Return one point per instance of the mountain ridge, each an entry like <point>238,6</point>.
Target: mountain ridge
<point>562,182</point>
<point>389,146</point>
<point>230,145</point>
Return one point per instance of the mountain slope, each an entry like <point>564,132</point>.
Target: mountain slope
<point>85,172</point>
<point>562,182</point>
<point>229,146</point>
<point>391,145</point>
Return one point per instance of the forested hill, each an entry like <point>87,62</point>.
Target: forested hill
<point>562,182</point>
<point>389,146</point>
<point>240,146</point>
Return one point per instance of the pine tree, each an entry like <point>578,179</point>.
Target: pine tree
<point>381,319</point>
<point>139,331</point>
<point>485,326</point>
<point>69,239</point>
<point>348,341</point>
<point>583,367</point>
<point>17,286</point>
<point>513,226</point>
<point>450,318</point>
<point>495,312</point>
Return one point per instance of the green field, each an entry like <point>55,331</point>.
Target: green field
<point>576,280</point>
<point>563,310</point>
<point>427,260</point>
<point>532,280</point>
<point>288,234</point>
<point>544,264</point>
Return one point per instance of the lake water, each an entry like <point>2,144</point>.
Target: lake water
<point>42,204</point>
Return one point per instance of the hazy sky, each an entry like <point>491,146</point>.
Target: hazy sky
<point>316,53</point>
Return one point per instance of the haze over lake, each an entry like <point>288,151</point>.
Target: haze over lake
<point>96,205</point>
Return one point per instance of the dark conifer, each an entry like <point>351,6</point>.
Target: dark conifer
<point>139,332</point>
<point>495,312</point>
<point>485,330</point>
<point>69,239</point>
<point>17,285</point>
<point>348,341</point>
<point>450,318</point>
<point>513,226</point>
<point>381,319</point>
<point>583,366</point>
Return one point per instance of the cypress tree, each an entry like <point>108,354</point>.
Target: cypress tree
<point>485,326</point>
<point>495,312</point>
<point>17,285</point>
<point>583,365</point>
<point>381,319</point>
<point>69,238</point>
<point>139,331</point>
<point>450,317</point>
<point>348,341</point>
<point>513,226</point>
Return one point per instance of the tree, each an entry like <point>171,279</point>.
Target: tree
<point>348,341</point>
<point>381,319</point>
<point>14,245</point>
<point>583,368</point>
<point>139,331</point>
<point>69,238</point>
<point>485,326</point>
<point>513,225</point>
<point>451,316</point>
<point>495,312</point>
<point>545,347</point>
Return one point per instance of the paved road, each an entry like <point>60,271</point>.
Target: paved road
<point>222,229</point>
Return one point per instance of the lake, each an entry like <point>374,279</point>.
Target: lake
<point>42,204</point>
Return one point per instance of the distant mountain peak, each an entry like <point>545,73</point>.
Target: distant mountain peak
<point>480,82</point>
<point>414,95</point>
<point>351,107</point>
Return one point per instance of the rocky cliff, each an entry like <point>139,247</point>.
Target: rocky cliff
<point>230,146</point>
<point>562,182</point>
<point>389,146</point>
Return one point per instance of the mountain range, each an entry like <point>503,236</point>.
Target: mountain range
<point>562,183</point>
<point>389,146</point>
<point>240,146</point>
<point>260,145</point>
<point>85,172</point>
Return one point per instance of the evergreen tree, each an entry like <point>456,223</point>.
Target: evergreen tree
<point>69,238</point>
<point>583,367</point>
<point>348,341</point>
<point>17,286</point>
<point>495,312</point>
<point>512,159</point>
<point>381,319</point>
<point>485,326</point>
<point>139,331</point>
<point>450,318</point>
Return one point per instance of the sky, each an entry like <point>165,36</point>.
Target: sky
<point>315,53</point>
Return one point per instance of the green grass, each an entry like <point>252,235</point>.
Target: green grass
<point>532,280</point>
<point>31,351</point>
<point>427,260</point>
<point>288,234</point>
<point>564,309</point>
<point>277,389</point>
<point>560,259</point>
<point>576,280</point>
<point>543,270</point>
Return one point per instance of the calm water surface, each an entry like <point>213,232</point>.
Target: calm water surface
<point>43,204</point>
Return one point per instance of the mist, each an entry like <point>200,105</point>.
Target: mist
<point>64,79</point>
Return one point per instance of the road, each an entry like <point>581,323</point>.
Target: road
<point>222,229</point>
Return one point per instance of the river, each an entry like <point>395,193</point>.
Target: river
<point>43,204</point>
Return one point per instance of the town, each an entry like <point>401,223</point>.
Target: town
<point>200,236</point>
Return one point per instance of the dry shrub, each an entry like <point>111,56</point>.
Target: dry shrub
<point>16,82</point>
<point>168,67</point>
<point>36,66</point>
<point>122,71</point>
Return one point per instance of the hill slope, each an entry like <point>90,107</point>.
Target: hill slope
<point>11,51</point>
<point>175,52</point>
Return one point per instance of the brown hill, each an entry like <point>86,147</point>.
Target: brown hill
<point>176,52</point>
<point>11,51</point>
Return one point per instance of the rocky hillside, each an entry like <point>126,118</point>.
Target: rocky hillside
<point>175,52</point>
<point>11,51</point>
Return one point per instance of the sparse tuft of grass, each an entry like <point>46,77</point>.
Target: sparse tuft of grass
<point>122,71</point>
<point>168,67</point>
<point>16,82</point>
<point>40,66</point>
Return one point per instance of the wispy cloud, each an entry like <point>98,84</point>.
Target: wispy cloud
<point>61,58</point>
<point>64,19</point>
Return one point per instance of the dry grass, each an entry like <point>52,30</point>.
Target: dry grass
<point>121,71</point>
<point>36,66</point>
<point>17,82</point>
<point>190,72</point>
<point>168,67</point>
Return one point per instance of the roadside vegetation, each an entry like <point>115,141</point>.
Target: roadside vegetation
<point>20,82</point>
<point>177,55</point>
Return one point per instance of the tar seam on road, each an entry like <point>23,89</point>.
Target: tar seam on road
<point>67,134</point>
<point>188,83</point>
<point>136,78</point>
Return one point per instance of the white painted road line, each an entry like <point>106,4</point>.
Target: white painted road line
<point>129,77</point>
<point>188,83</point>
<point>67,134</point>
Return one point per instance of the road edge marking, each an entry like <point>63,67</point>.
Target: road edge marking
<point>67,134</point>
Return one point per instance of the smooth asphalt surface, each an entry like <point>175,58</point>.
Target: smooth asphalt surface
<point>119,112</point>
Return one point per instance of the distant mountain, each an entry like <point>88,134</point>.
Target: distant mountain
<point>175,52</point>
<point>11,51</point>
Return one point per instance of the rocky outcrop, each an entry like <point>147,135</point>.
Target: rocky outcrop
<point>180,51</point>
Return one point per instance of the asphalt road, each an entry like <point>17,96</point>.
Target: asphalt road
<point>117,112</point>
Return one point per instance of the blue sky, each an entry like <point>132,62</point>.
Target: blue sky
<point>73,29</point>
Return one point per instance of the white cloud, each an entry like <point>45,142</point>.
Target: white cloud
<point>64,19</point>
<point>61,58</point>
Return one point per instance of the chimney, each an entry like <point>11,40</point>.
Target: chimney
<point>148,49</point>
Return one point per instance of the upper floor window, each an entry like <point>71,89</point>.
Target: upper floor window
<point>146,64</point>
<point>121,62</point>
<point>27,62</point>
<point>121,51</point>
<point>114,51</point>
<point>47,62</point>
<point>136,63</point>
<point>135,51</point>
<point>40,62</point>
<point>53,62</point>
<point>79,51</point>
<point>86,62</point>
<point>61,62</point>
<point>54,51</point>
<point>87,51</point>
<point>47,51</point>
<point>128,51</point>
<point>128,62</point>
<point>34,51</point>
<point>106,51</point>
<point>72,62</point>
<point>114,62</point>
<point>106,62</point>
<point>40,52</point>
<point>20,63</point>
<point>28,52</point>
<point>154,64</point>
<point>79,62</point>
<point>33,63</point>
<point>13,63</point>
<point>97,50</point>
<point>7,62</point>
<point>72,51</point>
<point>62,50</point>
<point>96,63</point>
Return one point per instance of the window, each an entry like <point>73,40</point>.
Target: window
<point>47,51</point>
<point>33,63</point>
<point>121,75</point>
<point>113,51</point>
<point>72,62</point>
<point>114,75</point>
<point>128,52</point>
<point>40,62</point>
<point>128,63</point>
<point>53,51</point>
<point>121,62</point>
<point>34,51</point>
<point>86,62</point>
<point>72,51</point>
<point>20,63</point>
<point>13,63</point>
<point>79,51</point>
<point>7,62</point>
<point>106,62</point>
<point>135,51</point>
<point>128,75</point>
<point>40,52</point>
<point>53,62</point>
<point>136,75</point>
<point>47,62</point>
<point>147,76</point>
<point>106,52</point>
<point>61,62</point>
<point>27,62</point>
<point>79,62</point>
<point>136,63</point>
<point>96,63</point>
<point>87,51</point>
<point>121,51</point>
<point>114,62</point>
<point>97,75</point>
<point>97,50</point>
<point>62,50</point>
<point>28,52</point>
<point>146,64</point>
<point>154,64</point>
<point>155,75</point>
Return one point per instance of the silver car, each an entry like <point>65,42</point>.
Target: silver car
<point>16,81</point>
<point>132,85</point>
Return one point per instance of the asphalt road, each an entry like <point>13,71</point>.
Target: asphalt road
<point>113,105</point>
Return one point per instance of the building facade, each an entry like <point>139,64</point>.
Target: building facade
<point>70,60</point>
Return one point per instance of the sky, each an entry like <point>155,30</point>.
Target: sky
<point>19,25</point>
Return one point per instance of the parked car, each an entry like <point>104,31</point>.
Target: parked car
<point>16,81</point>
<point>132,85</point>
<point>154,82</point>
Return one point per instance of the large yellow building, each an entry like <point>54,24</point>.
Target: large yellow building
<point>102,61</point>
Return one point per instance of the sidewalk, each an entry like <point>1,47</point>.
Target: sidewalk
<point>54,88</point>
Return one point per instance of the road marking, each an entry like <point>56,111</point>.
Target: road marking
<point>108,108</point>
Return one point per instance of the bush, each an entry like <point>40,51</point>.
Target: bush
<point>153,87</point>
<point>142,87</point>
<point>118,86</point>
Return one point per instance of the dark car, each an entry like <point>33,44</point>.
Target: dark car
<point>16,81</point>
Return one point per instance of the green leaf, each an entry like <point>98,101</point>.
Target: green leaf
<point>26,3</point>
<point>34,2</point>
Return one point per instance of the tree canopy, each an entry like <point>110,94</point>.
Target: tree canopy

▶ **GIVEN TASK**:
Retype the lines from the line containing "Return one point per instance of the large" to the line containing "<point>102,61</point>", inclusive, without any changes.

▶ **TASK SOLUTION**:
Return one point per instance of the large yellow building, each an entry like <point>54,24</point>.
Target: large yellow building
<point>102,61</point>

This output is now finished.